### Exercise prompt
Write the data out again, exactly as given.

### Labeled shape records
-=-=-=-=-

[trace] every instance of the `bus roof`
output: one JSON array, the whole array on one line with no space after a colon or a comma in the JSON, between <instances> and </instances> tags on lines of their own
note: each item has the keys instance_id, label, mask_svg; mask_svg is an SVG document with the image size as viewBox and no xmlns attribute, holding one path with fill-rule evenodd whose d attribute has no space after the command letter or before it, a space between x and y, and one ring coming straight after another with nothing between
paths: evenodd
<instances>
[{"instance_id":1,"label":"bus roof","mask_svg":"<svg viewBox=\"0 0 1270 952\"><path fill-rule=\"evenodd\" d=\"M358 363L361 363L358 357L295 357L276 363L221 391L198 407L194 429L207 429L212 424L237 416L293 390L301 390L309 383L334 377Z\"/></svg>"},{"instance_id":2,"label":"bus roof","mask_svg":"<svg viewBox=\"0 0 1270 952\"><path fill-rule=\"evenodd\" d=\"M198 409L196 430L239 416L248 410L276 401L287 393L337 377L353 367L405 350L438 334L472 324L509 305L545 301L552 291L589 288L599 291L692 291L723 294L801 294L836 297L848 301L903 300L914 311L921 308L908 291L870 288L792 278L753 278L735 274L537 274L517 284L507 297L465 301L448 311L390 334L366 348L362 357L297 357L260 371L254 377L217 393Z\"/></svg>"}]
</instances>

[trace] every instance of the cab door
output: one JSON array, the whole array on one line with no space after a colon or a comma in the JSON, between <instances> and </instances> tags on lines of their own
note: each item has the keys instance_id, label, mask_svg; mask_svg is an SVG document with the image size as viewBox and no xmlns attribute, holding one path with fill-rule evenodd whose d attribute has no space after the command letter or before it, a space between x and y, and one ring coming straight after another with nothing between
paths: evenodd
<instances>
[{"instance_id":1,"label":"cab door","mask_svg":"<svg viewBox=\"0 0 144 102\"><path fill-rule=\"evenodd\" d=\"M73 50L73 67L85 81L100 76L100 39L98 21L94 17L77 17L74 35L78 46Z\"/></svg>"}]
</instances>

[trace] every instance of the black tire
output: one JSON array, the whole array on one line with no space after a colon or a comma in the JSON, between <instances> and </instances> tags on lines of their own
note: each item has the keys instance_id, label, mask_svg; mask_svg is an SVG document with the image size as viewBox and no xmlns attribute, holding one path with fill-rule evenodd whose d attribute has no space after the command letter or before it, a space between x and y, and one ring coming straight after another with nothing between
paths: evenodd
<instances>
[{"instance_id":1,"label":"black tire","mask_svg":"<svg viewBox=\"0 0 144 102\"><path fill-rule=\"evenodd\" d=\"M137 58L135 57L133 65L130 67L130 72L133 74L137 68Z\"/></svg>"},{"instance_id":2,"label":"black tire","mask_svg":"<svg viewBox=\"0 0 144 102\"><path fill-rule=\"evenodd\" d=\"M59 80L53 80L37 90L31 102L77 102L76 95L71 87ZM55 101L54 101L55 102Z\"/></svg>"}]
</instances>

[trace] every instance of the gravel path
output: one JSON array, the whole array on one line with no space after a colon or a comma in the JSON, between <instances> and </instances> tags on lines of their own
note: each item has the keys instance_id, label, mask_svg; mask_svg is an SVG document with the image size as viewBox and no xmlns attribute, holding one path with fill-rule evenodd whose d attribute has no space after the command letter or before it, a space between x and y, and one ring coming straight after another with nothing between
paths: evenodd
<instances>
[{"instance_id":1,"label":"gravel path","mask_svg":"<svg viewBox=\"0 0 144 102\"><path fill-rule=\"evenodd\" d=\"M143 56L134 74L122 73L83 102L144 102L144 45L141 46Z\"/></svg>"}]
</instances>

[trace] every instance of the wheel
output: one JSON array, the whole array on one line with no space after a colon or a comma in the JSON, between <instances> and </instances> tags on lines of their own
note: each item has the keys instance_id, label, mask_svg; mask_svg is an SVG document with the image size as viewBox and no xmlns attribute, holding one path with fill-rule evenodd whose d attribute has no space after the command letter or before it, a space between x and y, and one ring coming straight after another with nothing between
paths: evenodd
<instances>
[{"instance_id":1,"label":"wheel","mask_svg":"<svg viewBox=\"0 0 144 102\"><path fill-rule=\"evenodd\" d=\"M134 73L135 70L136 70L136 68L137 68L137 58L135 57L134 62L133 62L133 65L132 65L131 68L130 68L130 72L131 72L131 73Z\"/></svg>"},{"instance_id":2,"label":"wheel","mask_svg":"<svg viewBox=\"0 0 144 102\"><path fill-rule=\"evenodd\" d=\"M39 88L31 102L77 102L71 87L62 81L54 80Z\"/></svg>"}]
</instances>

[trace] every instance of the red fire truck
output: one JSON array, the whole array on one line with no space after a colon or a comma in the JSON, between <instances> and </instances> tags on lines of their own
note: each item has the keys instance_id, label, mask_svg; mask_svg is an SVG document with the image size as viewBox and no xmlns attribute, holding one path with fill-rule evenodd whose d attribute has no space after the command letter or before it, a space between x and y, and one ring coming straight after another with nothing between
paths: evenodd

-=-=-=-=-

### Task response
[trace] every instance of the `bus roof`
output: one JSON array, the whole array on one line with no space after a colon or a comma in the JSON, between <instances> and </instances> tags on lines of their own
note: each item has the keys instance_id, label, mask_svg; mask_svg is an SVG document with the image size as viewBox and no xmlns attribute, holding one path with fill-rule evenodd whose d attribute has no space after the command letter or before it, a space between x and y, and one ring coming straight after another with nothing between
paths: evenodd
<instances>
[{"instance_id":1,"label":"bus roof","mask_svg":"<svg viewBox=\"0 0 1270 952\"><path fill-rule=\"evenodd\" d=\"M358 363L361 363L358 357L295 357L276 363L221 391L198 407L194 429L207 429L212 424L237 416L293 390L301 390L309 383L334 377Z\"/></svg>"},{"instance_id":2,"label":"bus roof","mask_svg":"<svg viewBox=\"0 0 1270 952\"><path fill-rule=\"evenodd\" d=\"M198 409L196 430L239 416L248 410L276 401L287 393L337 377L353 367L405 350L438 334L472 324L509 305L545 301L552 291L589 288L599 291L692 291L723 294L801 294L836 297L848 301L903 300L914 311L921 308L908 291L870 288L792 278L753 278L735 274L537 274L517 284L507 297L465 301L448 311L390 334L366 348L362 357L297 357L260 371L254 377L217 393Z\"/></svg>"}]
</instances>

[trace] every instance of the cab door
output: one JSON array, the whole array on one line with no space after a colon or a comma in the JSON, between <instances> and </instances> tags on lines of their own
note: each item has the keys instance_id, label, mask_svg; mask_svg is an SVG document with the image size as viewBox and no xmlns attribute, holding one path with fill-rule evenodd whose d attribute has no space after the command letter or before it, a space between x and y, and one ring coming straight after another with nothing between
paths: evenodd
<instances>
[{"instance_id":1,"label":"cab door","mask_svg":"<svg viewBox=\"0 0 144 102\"><path fill-rule=\"evenodd\" d=\"M73 50L73 67L85 81L100 76L100 39L98 21L94 17L77 17L74 35L78 46Z\"/></svg>"}]
</instances>

[trace] every instance of the black tire
output: one JSON array, the whole array on one line with no space after a colon or a comma in the JSON, between <instances> and </instances> tags on lines of their own
note: each item has the keys instance_id, label, mask_svg; mask_svg is an SVG document with the image size as viewBox and no xmlns attribute, holding one path with fill-rule evenodd whose d attribute has no space after the command letter or before it, a space between x and y, and one ring coming straight after another with nothing between
paths: evenodd
<instances>
[{"instance_id":1,"label":"black tire","mask_svg":"<svg viewBox=\"0 0 144 102\"><path fill-rule=\"evenodd\" d=\"M137 58L135 57L133 65L130 67L130 72L133 74L137 68Z\"/></svg>"},{"instance_id":2,"label":"black tire","mask_svg":"<svg viewBox=\"0 0 144 102\"><path fill-rule=\"evenodd\" d=\"M59 80L53 80L37 90L31 102L77 102L76 95L71 87ZM55 101L54 101L55 102Z\"/></svg>"}]
</instances>

[trace] every instance of the gravel path
output: one JSON array, the whole array on one line with no space after a colon or a comma in the JSON, between <instances> and </instances> tags on lines of their own
note: each item has the keys instance_id, label, mask_svg; mask_svg is an SVG document with the image size as viewBox and no xmlns attribute, holding one path with fill-rule evenodd whose d attribute has no space after the command letter or before it, a space between x and y, and one ring coming straight after another with nothing between
paths: evenodd
<instances>
[{"instance_id":1,"label":"gravel path","mask_svg":"<svg viewBox=\"0 0 144 102\"><path fill-rule=\"evenodd\" d=\"M143 56L134 74L122 73L83 102L144 102L144 45L141 46Z\"/></svg>"}]
</instances>

[trace] every instance of the wheel
output: one JSON array, the whole array on one line with no space after a colon or a comma in the JSON, between <instances> and </instances> tags on lines of their own
note: each item has the keys instance_id, label, mask_svg; mask_svg is an SVG document with the image size as viewBox and no xmlns attribute, holding one path with fill-rule evenodd whose d attribute has no space after the command letter or before it, a space between x and y, and one ring coming straight after another with nothing between
paths: evenodd
<instances>
[{"instance_id":1,"label":"wheel","mask_svg":"<svg viewBox=\"0 0 144 102\"><path fill-rule=\"evenodd\" d=\"M134 73L135 70L136 70L136 68L137 68L137 58L135 57L134 62L133 62L133 65L132 65L131 68L130 68L130 72L131 72L131 73Z\"/></svg>"},{"instance_id":2,"label":"wheel","mask_svg":"<svg viewBox=\"0 0 144 102\"><path fill-rule=\"evenodd\" d=\"M39 88L31 102L77 102L71 87L62 81L54 80Z\"/></svg>"}]
</instances>

[trace] every instance of the red fire truck
output: one JSON array, the whole array on one line with no space after a colon or a comma in the JSON, between <instances> and </instances> tags on lines of their own
note: each item has the keys instance_id, label, mask_svg; mask_svg is an SVG document with the image size as viewBox and no xmlns attribute, holding one path with fill-rule evenodd whose d attribute has no space after the command letter or before it, a space between x and y, and one ring coming straight after another with nothing between
paths: evenodd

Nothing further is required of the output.